TEXT SHOWN ::
┄┄┄┄┄┄

Two of the UAVs were inducted by the Indian Army in November 2022 and deployed along the Line of Actual Control (LAC) at Leh, Ladakh. The rest of the 2 units were inducted in Northeast India by September-end the same year.

In August 2023, Indian Air Force inducted 4 Heron Mk2. The drone squadron, nicknamed the "Wardens of the North", was deployed in the northern sector under the commissioning Commanding Officer Wing Commander Pankaj Rana. In November 2023, the Indian Air Force placed an order for two more Heron Mk2 UAVs in addition to the current four by using emergency procurement powers.

Further orders for Mk2 were placed by all the three services of the Indian Armed Forces, including the Indian Navy, following Operation Sindoor.

==== Crashes ====
As of 2024, India has lost 12 Heron Mk1 UAVs since it was inducted into service in 2002. The crashes are attributed to several reasons like human errors, engine failures as well as loss of contact with Ground Control Stations (GCS).
- In November 2005, it was reported that after induction of Heron UAVs in 2002 at least four UAVs were lost within 2 years. The first instance of the crash occurred in 2003 on a forward airbase in Rajasthan. While one of the crashes was attributed to human error, the others were due to technical issues and included the death of an IAF handler. Two drones of Army and Air Force each were lost.

- On 26 November 2014, a Heron UAV operated by the Indian Air Force crashed in the Mankunva village, around 40 km from Bhuj of Kutch district, Gujarat.
- On 9 January 2015, a Heron UAV of the IAF crashed in Akoda village, 30 km north west of Barmer district, Rajasthan. The crash was due to engine failure after taking off from Jaisalmer AFS. There were no damage to life or property.
- On 18 March 2016, a Heron UAV of the INAS 342 squadron of the Indian Navy suffered an engine failure during a routine surveillance mission near the Kerala coast and had to be ditched into sea in a controlled manner. Later, parts of aircraft including the engine was recovered. The Navy has around 10 Herons.

┄┄┄┄┄┄

QUESTIONS ::
• a. Answer these from the text on Heron drones in India:
(i) What nickname was given to the drone squadron the Indian Air Force deployed in August 2023?
(ii) Where did the first Heron crash take place in 2003?
(iii) About how many Herons does the Navy have?
• b. Duplicate word for word the part of the text on Heron drones in India that opens with the words containing "- On 26 November" and closes with "around 10 Herons.".
The records are not used here.

DATA EXCERPTS ::
┄┄┄┄┄┄

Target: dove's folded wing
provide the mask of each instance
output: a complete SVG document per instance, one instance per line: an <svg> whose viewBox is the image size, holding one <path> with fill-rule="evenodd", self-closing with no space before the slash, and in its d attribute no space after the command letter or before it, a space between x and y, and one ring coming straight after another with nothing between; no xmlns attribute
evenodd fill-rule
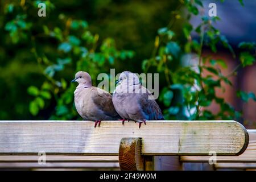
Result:
<svg viewBox="0 0 256 182"><path fill-rule="evenodd" d="M99 92L97 87L92 89L93 101L97 105L98 109L101 110L105 114L116 119L120 118L118 114L114 107L112 102L112 96L103 90Z"/></svg>

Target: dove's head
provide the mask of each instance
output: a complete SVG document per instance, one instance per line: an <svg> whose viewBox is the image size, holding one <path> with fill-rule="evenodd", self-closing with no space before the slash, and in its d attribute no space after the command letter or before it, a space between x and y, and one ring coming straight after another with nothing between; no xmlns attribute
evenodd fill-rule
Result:
<svg viewBox="0 0 256 182"><path fill-rule="evenodd" d="M120 74L116 82L127 85L137 85L139 84L139 78L135 73L125 71Z"/></svg>
<svg viewBox="0 0 256 182"><path fill-rule="evenodd" d="M76 81L79 84L85 85L85 86L86 87L92 86L92 78L87 72L80 71L76 73L75 76L75 79L71 81L71 82Z"/></svg>

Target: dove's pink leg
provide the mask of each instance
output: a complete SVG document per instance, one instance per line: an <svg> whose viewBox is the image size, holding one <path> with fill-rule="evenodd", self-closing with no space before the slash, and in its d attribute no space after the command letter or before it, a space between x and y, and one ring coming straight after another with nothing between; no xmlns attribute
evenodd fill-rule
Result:
<svg viewBox="0 0 256 182"><path fill-rule="evenodd" d="M123 124L123 125L125 125L125 121L127 121L128 122L129 122L129 119L118 119L119 121L122 121L122 124Z"/></svg>
<svg viewBox="0 0 256 182"><path fill-rule="evenodd" d="M145 120L145 119L143 119L143 122L144 124L145 124L145 125L146 125L146 120ZM141 128L141 123L142 123L142 122L140 122L139 123L139 129Z"/></svg>
<svg viewBox="0 0 256 182"><path fill-rule="evenodd" d="M100 126L101 126L101 120L96 121L95 121L95 125L94 125L94 128L96 127L98 123L98 127L100 127Z"/></svg>

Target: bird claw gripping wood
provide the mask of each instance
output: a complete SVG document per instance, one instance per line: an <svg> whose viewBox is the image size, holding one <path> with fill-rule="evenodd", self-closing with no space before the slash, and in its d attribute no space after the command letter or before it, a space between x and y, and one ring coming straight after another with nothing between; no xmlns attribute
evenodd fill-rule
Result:
<svg viewBox="0 0 256 182"><path fill-rule="evenodd" d="M130 121L129 119L118 119L119 121L122 121L122 124L123 124L123 125L125 125L125 121L127 121L128 122Z"/></svg>
<svg viewBox="0 0 256 182"><path fill-rule="evenodd" d="M98 123L98 127L100 127L100 126L101 126L101 120L98 120L98 121L95 121L95 125L94 125L94 128L96 127Z"/></svg>
<svg viewBox="0 0 256 182"><path fill-rule="evenodd" d="M145 119L144 119L144 120L143 121L143 122L144 123L144 124L145 124L145 125L146 125L146 120L145 120ZM142 123L142 122L140 122L139 123L139 129L141 128L141 123Z"/></svg>

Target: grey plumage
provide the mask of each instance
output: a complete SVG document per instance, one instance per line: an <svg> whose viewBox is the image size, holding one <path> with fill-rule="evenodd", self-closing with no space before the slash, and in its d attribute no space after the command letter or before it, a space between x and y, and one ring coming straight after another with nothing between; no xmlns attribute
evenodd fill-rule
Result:
<svg viewBox="0 0 256 182"><path fill-rule="evenodd" d="M90 75L84 72L76 74L73 82L79 84L75 94L75 105L79 115L85 120L97 122L102 120L117 120L120 117L112 102L112 96L108 92L92 85Z"/></svg>
<svg viewBox="0 0 256 182"><path fill-rule="evenodd" d="M120 75L118 81L121 84L113 93L113 102L115 110L123 119L140 122L164 119L151 93L140 84L135 74L124 72Z"/></svg>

┄┄┄┄┄┄

SOLUTION LIST ::
• a.
(i) "Wardens of the North"
(ii) On a forward airbase in Rajasthan
(iii) Around 10

• b.
- On 26 November 2014, a Heron UAV operated by the Indian Air Force crashed in the Mankunva village, around 40 km from Bhuj of Kutch district, Gujarat.
- On 9 January 2015, a Heron UAV of the IAF crashed in Akoda village, 30 km north west of Barmer district, Rajasthan. The crash was due to engine failure after taking off from Jaisalmer AFS. There were no damage to life or property.
- On 18 March 2016, a Heron UAV of the INAS 342 squadron of the Indian Navy suffered an engine failure during a routine surveillance mission near the Kerala coast and had to be ditched into sea in a controlled manner. Later, parts of aircraft including the engine was recovered. The Navy has around 10 Herons.